(Excerpts from a point labeling dataset)
++++++++++++++++++++
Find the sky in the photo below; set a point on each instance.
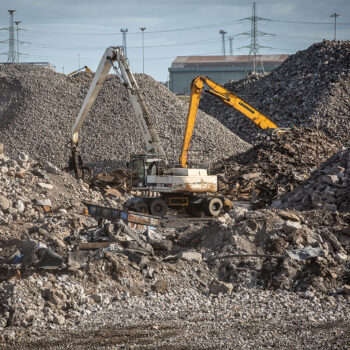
(73, 33)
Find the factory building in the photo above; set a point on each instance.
(221, 69)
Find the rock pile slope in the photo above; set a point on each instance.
(276, 166)
(38, 108)
(311, 88)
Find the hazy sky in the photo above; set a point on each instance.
(62, 31)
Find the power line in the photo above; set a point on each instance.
(12, 50)
(254, 35)
(335, 15)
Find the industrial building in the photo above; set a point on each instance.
(219, 68)
(47, 65)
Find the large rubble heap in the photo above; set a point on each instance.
(327, 188)
(311, 88)
(38, 108)
(276, 166)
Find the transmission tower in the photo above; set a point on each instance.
(17, 29)
(223, 46)
(230, 38)
(254, 36)
(124, 31)
(12, 49)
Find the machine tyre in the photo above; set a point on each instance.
(158, 207)
(195, 210)
(213, 206)
(142, 207)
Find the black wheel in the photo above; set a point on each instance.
(195, 210)
(158, 207)
(141, 207)
(213, 206)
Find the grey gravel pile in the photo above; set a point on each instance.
(311, 88)
(38, 108)
(326, 189)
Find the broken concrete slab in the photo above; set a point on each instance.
(190, 256)
(77, 259)
(305, 253)
(216, 287)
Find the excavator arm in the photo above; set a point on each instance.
(225, 96)
(87, 69)
(143, 117)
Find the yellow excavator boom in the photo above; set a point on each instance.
(227, 97)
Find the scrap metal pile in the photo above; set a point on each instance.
(74, 261)
(275, 167)
(311, 88)
(326, 189)
(41, 106)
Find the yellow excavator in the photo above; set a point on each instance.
(228, 97)
(87, 69)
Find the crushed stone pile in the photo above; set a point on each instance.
(327, 188)
(38, 108)
(311, 88)
(275, 167)
(262, 266)
(278, 249)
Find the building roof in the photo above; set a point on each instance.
(224, 61)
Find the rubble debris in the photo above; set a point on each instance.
++++++++++++++++++++
_Stated goal_
Quote all of the records above word for word, leaving the picture out.

_Response to this exercise_
Find the sky in the photo below; set a point on each instance.
(73, 33)
Find the factory building in the photo above; set a point on each instance.
(221, 69)
Find the rock pile slope in the photo above; set a point on each instance.
(276, 166)
(38, 108)
(311, 88)
Find the hazy sky in the photo above; set a point on each instance.
(62, 31)
Find the power line in the photo above; set a point on each instance.
(12, 50)
(254, 35)
(335, 15)
Find the industrial building in the photo above; set a point on each instance.
(219, 68)
(47, 65)
Find the large rubble heap in the photo above; set a point on each instance.
(327, 188)
(311, 88)
(38, 108)
(276, 166)
Find the transmission tower in the photo above; set a point on each instance.
(17, 29)
(223, 46)
(230, 38)
(254, 36)
(124, 31)
(12, 49)
Find the machine tyre in the photo above; set a point on each instance.
(158, 207)
(195, 210)
(213, 206)
(142, 207)
Find the black wheel in the photo above; set a point on each instance.
(195, 210)
(158, 207)
(141, 207)
(213, 206)
Find the grey gravel pile in the photo above; set a point on each instance.
(311, 88)
(38, 108)
(326, 189)
Find the broken concrete slab in the photo above; set a point on each instance.
(190, 256)
(77, 259)
(305, 253)
(216, 287)
Find the excavator arm in the photo above; set a point on each instance.
(225, 96)
(87, 69)
(143, 117)
Find the yellow excavator boom in the photo above; set a point on each instance.
(227, 97)
Find the scrap metal pile in the photo above; set a point on each instance.
(74, 261)
(275, 167)
(311, 88)
(326, 189)
(41, 106)
Find the yellow excavator in the photo above; set a point on each instance.
(228, 97)
(87, 69)
Find the crushed stone pile in the photo above; set a point on each instance.
(327, 188)
(38, 108)
(311, 88)
(275, 167)
(262, 266)
(278, 249)
Find the building roof in the photo above; set a point on each instance.
(224, 61)
Find the rubble debris in the photo above; set a point on each instance.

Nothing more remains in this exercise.